_What is expected_.
Reproduce exactly the lines from the one containing "the wooden wall" through the last line of the data, both ends included.

=== Input material ===

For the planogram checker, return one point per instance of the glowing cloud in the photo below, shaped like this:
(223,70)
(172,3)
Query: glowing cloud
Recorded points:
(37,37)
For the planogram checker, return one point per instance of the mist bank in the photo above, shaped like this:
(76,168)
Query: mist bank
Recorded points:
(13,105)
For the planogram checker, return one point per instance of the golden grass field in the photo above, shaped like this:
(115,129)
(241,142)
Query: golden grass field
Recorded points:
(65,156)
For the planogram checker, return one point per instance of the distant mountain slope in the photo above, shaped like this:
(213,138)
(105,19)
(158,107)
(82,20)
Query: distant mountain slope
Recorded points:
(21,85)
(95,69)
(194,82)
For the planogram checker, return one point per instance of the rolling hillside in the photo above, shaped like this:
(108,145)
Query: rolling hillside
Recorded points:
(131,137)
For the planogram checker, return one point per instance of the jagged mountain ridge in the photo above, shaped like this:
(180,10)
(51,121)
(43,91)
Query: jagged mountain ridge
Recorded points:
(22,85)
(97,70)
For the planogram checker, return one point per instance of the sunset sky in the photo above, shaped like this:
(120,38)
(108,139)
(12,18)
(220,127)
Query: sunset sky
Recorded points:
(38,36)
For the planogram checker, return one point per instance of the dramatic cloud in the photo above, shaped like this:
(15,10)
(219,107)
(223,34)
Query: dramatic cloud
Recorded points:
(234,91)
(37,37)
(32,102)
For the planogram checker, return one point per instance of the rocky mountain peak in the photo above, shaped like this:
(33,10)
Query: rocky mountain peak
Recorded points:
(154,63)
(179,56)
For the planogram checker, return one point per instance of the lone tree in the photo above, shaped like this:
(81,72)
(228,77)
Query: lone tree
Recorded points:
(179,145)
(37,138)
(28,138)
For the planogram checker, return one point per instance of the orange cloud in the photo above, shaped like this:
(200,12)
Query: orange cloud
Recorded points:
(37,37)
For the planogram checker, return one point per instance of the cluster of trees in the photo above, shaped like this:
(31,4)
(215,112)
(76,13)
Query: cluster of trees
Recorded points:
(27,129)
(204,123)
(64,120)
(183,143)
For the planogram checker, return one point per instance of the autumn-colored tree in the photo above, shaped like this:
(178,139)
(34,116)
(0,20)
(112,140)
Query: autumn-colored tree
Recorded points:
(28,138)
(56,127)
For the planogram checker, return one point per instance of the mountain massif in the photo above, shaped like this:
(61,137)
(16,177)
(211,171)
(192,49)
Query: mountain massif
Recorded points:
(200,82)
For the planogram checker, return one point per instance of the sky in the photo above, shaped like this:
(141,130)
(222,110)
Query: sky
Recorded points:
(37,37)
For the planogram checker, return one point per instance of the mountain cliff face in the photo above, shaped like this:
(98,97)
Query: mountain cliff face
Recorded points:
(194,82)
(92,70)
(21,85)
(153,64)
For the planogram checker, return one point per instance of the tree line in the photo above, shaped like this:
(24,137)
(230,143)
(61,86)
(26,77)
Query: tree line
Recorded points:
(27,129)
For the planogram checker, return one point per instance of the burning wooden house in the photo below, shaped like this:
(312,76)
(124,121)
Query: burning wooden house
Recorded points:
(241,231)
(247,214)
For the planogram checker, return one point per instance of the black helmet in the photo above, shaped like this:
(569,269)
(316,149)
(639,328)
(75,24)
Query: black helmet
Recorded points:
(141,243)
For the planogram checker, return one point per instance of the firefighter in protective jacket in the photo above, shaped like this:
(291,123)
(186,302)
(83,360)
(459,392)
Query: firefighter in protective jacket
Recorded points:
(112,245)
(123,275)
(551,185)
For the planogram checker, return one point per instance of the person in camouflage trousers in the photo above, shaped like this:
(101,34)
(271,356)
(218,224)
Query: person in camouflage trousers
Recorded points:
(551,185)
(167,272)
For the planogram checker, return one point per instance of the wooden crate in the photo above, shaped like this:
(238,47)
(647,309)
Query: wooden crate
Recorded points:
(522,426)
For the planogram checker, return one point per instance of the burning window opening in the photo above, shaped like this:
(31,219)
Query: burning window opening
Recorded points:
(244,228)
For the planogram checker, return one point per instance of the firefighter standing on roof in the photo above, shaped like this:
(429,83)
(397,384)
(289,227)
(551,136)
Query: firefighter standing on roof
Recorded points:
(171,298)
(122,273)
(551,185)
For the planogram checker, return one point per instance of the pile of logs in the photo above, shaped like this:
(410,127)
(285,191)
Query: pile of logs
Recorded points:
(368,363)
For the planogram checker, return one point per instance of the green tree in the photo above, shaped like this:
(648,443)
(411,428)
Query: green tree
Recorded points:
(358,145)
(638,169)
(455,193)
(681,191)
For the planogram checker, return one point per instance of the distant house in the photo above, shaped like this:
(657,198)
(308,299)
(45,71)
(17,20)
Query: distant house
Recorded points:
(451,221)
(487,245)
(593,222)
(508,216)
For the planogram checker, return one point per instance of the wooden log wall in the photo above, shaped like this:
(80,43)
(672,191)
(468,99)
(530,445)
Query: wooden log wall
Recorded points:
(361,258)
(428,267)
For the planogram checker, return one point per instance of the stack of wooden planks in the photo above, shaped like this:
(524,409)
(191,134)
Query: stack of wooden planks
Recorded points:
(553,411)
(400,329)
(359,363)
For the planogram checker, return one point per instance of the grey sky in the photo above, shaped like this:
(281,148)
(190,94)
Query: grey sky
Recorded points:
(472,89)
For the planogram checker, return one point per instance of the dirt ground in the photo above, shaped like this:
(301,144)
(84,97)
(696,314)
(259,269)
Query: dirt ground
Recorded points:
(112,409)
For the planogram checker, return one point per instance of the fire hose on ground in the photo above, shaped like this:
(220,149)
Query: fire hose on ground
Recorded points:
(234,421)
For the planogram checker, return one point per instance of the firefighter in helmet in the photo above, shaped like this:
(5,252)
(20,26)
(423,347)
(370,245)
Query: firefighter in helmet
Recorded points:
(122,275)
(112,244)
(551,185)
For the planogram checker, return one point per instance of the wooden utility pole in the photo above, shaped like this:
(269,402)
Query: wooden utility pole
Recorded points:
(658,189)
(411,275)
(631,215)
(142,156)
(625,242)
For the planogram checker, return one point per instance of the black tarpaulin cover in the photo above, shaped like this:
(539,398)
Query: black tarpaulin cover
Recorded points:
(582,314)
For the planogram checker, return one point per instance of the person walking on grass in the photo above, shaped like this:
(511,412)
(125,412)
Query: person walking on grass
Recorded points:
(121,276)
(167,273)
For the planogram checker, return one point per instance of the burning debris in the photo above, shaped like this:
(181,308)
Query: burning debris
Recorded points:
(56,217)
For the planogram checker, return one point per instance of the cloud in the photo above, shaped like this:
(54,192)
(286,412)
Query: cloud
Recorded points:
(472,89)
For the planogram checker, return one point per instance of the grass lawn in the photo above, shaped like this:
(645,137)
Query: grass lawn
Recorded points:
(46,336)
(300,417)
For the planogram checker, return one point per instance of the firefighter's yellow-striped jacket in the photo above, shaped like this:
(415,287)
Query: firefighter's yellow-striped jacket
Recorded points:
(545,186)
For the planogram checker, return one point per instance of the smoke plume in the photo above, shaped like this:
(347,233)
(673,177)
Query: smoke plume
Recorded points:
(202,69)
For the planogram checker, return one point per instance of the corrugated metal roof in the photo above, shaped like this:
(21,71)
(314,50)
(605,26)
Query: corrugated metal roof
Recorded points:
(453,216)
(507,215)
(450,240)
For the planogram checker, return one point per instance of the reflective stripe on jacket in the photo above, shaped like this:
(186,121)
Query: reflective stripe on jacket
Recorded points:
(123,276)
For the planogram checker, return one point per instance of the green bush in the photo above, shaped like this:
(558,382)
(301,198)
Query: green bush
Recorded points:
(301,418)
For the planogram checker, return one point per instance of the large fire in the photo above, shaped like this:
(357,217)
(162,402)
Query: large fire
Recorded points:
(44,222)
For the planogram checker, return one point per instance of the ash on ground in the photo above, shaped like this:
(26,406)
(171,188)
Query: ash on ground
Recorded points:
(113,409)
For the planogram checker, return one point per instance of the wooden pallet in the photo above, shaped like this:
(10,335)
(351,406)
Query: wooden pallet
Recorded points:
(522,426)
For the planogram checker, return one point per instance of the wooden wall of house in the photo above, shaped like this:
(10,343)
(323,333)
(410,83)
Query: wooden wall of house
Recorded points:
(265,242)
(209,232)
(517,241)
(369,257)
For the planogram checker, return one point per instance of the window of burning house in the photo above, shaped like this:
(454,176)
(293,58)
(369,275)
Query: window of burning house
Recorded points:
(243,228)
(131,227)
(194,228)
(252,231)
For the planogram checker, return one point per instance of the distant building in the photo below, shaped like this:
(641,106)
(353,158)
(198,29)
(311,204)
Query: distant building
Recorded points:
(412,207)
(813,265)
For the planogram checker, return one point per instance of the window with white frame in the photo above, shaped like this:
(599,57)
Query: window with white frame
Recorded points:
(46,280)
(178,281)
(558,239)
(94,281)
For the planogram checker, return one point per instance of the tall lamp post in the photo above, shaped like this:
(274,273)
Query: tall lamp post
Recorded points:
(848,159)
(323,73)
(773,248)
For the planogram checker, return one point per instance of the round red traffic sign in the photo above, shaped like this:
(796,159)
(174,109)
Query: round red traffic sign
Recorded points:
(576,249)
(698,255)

===

_Result_.
For the planogram checker, return one point per instance of the wooden wall of house in the photo above, shaped like this:
(10,343)
(323,333)
(410,83)
Query: wooden wall of house
Recorded points:
(265,242)
(209,232)
(517,241)
(369,257)
For the planogram checker, return one point per instance of the window of burning house in the photo above, shaped like this:
(454,176)
(293,58)
(369,275)
Query: window of burning house
Recorded points:
(243,228)
(131,227)
(194,228)
(252,231)
For the planogram checker, return one point per instance of the distant building in the photo below, shaped like this:
(641,106)
(353,158)
(198,29)
(311,204)
Query: distant building
Recorded points:
(412,207)
(813,265)
For the planogram checker, return one point per instance of the window with white frame in the photo above, shaped like this:
(599,57)
Query: window with white frame
Recorded points:
(46,280)
(178,281)
(558,239)
(94,281)
For the planogram checker, return one point per instance of the tall lamp post in the photo above, shaped like this:
(274,273)
Query: tall lamp post
Recorded points:
(848,159)
(323,73)
(773,248)
For the planogram checker, return one point per instance of the round red traffic sign in the photo above, shaped like this:
(796,159)
(174,109)
Query: round red traffic sign
Recorded points:
(576,249)
(698,255)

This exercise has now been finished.